Location identification items:
-- Start --

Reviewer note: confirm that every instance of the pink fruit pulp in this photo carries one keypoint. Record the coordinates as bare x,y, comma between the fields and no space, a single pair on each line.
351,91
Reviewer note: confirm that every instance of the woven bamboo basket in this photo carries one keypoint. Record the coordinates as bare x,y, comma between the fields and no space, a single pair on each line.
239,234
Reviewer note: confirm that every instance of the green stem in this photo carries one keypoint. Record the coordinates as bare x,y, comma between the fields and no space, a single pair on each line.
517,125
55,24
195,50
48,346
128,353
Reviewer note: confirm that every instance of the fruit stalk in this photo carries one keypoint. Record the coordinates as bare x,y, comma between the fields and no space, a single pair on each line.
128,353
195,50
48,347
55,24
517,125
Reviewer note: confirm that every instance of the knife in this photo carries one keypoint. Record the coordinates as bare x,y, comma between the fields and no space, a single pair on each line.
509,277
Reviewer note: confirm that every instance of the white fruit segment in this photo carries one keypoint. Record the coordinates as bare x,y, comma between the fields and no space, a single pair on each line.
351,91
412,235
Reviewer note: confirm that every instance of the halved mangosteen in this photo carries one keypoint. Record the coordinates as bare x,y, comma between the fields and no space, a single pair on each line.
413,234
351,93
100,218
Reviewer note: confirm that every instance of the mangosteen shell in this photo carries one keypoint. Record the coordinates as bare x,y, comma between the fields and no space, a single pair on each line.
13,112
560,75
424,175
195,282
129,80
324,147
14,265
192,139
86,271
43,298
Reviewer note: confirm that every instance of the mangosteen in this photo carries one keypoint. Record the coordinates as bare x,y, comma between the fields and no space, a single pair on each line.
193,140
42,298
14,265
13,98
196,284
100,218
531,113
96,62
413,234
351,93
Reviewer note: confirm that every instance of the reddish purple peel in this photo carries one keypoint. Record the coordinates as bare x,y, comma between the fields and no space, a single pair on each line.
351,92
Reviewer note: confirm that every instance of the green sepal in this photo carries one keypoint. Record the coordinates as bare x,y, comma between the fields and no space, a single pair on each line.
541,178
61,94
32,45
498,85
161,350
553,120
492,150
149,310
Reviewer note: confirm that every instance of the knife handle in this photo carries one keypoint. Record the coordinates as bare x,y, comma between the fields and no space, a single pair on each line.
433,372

-- End --

> STATED PROBLEM: Every entry should be output exactly as written, please.

> SOLUTION:
Reviewer note: confirm that every instance of the pink fruit pulp in this photo carries one keypoint. Record the coordinates as bare x,y, comma between the fields and no space, a single pair on each line.
351,91
Reviewer note: confirm that every instance of the woven bamboo basket in this photo carries one keypoint. Record the coordinates as bare x,y, comma between the fields and no space, a single pair on each line.
239,234
Reviewer note: confirm that every instance of the green stem in this photo carries one keypoint. Record the coordinates as bare x,y, comma between the fields and no space, a single pair on each line.
517,125
55,24
195,50
48,346
128,353
Reviewer note: confirm that every instance of the fruit stalk in this photo carries one keypoint. Record the coordinates as bare x,y, comma between the fields and no space, a single pair on each line.
128,353
195,50
48,347
55,24
517,125
Reviewer note: confirm that every instance of the knife in this photo carries one keypoint. Record the coordinates as bare x,y, comma between the fields and no space, a single pair on each line.
509,277
Reviewer note: confirm that every instance of the white fruit segment in this photo carries one keypoint. Record the coordinates as bare x,y, comma between the fields and no space, a single pair on each line.
351,91
412,235
Reviewer note: confirm that every instance of the halved mangosteen in this photo carries one keypoint. Record the coordinates as bare x,y, comma between the fields and no space, a single pair on each line.
413,234
351,93
100,218
Reviewer note: confirm that every instance of the mangosteen shell in this photo carries one keypoint. Record the coordinates as bare x,y, comma between the fields and no space, a single pair on each line.
13,112
560,75
424,175
195,282
129,80
324,147
14,265
192,139
86,271
43,298
Reviewer note: confirm that every instance of the mangosteen in this photo carries one keypoint. Record the coordinates as bare x,y, comma between the fields and no space, a single pair on each line.
193,140
42,298
14,265
13,98
196,284
100,218
531,113
96,62
413,234
351,93
Reviewer note: confirm that every instance of the reddish purple peel in this photo carries one keypoint. Record the coordinates as bare x,y, comma between the fields and no space, a single pair on each line.
351,92
Reviewer note: confirm that every instance of the green sepal in this photo carries one keypoint. Record the coordinates as bare x,y, comma between the fields and no space, a single pair on each line.
541,178
61,94
32,45
498,85
161,350
553,120
492,150
149,310
Reviewer note: confirm that every instance of the knife handle in this photo carries one keypoint. Record the coordinates as bare x,y, comma between the fields and no space, a single pair on each line.
433,372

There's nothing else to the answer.